What we are doing is as follows.

As a result, the program can stochastically draw contour lines with values of 99%, 90%, 70%, 50%, 30%, and 10% within that range.

Drawing example (bw_method = 0.1)

When the number of data is small, the shape becomes quite complicated, but the outline (99% line) roughly matches the distribution of the data, and the figure is as expected. As an aside, if this works, it looks like weather forecast clouds or AMeDAS data.

fig_cor_obs.png

fig_cor_tank.png

fig_cor_mlp.png

program

import numpy as np
import pandas as pd
import matplotlib.pyplot as plt
import matplotlib.cm as cm
from scipy.stats import gaussian_kde
from scipy import interpolate


def fprop(f):
    ff=np.ravel(f)
    fmax=np.max(ff)
    fsum=np.sum(ff)
    asx=np.array([0.001,0.01,0.05,0.10,0.30,0.50,0.70,0.90,0.99])
    asy=np.zeros(len(asx),dtype=np.float64)
    for i,sx in enumerate(asx):
        ii=np.where(sx<=ff/fmax); asy[i]=np.sum(ff[ii])/fsum
    fip = interpolate.interp1d(asy, asx)
    pr=np.array([0.99,0.90,0.70,0.50,0.30,0.10]) # probability
    ch = fip(pr) # conter height corresponding to probability
    con_h = ch.tolist()+[1.0] # np.array to list for plotting
    print('fmax=',fmax) # peak value of probability density function
    print('fsum=',fsum) # total sum of probability density function
    print('pr=',pr) # specified probability
    print('ch=',ch) # height of contour line corresponding to the specified probability
    return con_h 
    

def sreq(x,y):
    # y=a*x+b
    res=np.polyfit(x, y, 1)
    a=res[0]
    b=res[1]
    coef = np.corrcoef(x, y)
    r=coef[0,1]
    return a,b,r
    

def inp_obs():
    fnameR='df_rgs1_tank_inp.csv'
    df1_obs=pd.read_csv(fnameR, header=0, index_col=0) # read excel data
    df1_obs.index = pd.to_datetime(df1_obs.index, format='%Y/%m/%d')
    df1_obs=df1_obs['2016/01/01':'2018/12/31']
    #
    fnameR='df_rgs2_tank_inp.csv'
    df2_obs=pd.read_csv(fnameR, header=0, index_col=0) # read excel data
    df2_obs.index = pd.to_datetime(df2_obs.index, format='%Y/%m/%d')

[Stored items]
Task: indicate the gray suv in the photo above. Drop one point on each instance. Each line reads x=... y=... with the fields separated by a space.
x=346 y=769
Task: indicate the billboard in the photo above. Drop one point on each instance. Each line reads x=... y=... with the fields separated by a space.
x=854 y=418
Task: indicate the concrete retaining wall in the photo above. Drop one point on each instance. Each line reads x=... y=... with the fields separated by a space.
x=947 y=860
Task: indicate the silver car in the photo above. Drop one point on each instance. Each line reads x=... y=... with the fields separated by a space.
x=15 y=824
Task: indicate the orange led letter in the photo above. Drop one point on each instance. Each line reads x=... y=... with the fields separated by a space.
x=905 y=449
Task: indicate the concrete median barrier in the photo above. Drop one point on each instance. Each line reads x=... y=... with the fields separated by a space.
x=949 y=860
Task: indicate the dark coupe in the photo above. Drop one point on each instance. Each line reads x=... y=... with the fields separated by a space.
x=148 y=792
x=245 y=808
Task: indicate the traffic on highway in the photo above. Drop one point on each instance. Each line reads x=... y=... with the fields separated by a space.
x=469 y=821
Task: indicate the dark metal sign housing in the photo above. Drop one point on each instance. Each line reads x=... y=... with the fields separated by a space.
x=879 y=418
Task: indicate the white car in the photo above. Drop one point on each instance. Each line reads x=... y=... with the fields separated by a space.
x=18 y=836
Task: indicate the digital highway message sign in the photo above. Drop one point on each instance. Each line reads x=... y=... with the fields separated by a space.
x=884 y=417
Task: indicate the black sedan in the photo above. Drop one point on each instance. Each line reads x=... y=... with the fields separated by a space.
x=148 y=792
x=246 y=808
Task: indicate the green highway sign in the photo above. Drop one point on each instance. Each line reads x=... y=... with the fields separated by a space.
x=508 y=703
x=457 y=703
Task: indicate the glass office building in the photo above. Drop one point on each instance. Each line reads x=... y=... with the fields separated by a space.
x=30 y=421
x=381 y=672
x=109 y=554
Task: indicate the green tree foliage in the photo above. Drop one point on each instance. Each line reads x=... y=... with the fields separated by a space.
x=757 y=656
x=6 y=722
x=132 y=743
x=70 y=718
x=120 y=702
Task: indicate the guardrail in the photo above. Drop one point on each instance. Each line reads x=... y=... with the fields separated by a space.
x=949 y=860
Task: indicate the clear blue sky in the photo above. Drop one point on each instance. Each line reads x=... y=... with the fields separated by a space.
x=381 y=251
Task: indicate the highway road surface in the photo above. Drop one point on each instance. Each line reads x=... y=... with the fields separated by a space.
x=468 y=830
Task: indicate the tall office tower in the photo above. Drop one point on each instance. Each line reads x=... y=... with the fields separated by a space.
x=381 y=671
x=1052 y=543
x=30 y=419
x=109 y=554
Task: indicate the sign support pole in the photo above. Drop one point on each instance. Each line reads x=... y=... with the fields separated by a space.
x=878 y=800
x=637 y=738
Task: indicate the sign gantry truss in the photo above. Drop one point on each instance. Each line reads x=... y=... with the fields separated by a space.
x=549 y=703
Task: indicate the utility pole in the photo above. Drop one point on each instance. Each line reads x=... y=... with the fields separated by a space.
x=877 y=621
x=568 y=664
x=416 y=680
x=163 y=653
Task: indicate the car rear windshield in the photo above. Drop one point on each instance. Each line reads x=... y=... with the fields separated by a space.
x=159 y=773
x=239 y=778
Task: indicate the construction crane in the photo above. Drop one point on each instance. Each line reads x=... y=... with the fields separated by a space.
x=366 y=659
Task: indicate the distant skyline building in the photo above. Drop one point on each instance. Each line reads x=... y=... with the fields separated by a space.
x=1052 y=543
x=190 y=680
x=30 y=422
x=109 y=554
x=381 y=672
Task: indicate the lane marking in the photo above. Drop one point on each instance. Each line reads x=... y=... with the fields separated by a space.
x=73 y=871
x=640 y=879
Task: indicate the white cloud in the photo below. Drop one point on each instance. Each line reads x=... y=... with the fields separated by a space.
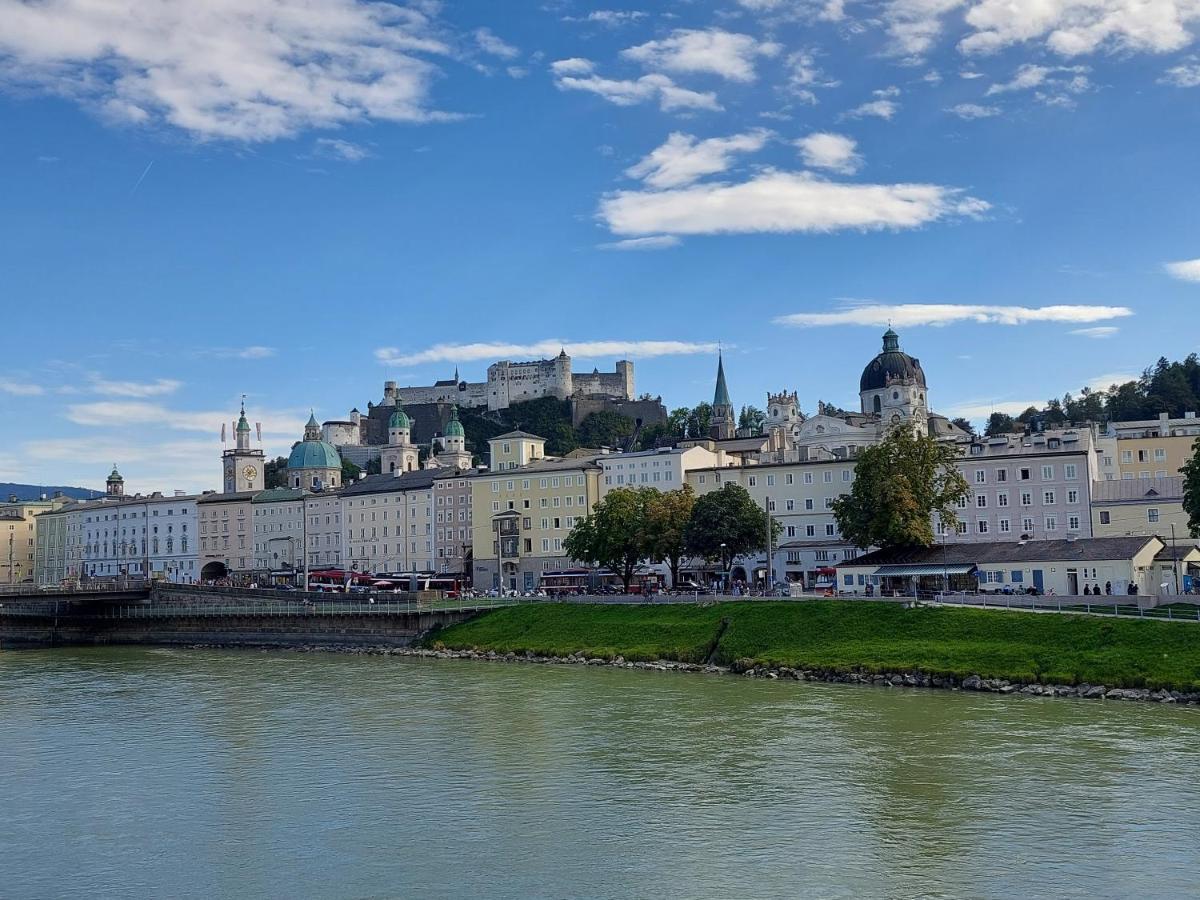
x=633 y=91
x=1185 y=269
x=826 y=150
x=715 y=52
x=913 y=25
x=973 y=111
x=135 y=389
x=243 y=70
x=1186 y=75
x=337 y=149
x=910 y=315
x=1072 y=28
x=21 y=389
x=683 y=159
x=783 y=202
x=541 y=349
x=657 y=241
x=495 y=46
x=610 y=18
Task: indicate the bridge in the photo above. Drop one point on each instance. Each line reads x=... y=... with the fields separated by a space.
x=192 y=615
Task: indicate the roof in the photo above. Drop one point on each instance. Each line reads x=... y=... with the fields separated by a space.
x=1169 y=487
x=277 y=495
x=315 y=455
x=892 y=364
x=390 y=484
x=1056 y=551
x=517 y=435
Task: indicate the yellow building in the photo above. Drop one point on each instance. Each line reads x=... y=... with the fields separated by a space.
x=1139 y=505
x=523 y=509
x=18 y=535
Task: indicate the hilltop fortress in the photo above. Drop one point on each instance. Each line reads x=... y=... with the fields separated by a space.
x=515 y=382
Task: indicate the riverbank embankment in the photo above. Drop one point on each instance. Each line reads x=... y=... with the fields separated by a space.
x=852 y=641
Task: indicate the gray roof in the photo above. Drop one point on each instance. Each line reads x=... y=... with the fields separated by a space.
x=1084 y=550
x=1169 y=487
x=389 y=483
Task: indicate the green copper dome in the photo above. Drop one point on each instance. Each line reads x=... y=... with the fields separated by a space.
x=315 y=455
x=400 y=419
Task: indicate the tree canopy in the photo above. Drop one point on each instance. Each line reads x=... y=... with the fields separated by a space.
x=727 y=516
x=613 y=537
x=899 y=485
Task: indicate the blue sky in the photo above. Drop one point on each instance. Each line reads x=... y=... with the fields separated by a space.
x=299 y=201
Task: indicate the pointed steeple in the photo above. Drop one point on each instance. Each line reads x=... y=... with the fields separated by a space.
x=721 y=395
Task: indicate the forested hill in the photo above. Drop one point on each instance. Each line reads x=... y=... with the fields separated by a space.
x=1171 y=388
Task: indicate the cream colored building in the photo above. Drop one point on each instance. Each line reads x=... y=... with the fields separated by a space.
x=18 y=535
x=227 y=535
x=1139 y=507
x=523 y=513
x=388 y=522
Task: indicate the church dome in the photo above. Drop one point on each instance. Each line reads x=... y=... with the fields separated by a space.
x=315 y=455
x=400 y=420
x=891 y=365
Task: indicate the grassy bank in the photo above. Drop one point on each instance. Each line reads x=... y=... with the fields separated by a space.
x=855 y=636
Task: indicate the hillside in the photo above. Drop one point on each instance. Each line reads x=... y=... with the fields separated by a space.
x=31 y=492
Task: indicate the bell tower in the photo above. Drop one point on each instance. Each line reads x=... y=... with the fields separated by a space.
x=243 y=467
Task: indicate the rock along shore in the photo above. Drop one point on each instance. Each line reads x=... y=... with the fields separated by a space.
x=748 y=669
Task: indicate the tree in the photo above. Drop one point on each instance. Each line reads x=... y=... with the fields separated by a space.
x=965 y=424
x=1191 y=472
x=899 y=485
x=605 y=429
x=727 y=523
x=999 y=424
x=613 y=537
x=751 y=418
x=667 y=515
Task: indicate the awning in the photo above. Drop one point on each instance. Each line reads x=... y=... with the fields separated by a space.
x=899 y=570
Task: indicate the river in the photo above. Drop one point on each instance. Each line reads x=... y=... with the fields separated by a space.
x=155 y=773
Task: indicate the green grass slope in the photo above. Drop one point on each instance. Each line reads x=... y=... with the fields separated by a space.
x=855 y=636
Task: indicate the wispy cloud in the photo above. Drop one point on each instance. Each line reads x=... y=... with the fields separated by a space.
x=909 y=315
x=1185 y=269
x=135 y=389
x=21 y=389
x=783 y=202
x=252 y=71
x=657 y=241
x=540 y=349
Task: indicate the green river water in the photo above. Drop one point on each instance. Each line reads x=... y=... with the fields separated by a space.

• _Stated goal A_
Decide whether each statement agrees with the contour-plot page, answering yes or no and quoting the deciding words: (i) The program can draw contour lines at 99%, 90%, 70%, 50%, 30%, and 10%. (ii) The drawing example uses bw_method = 0.5. (iii) When there is little data, the outline fails to match the distribution of the data.
• _Stated goal B_
In the contour-plot page, rewrite the part that opens with the words containing "When the number" and closes with "or AMeDAS data.", putting "irregular" in place of "complicated".

• _Worked solution A_
(i) Yes: "the program can stochastically draw contour lines with values of 99%, 90%, 70%, 50%, 30%, and 10% within that range."
(ii) No: "Drawing example (bw_method = 0.1)"
(iii) No: "the outline (99% line) roughly matches the distribution of the data"

• _Worked solution B_
When the number of data is small, the shape becomes quite irregular, but the outline (99% line) roughly matches the distribution of the data, and the figure is as expected. As an aside, if this works, it looks like weather forecast clouds or AMeDAS data.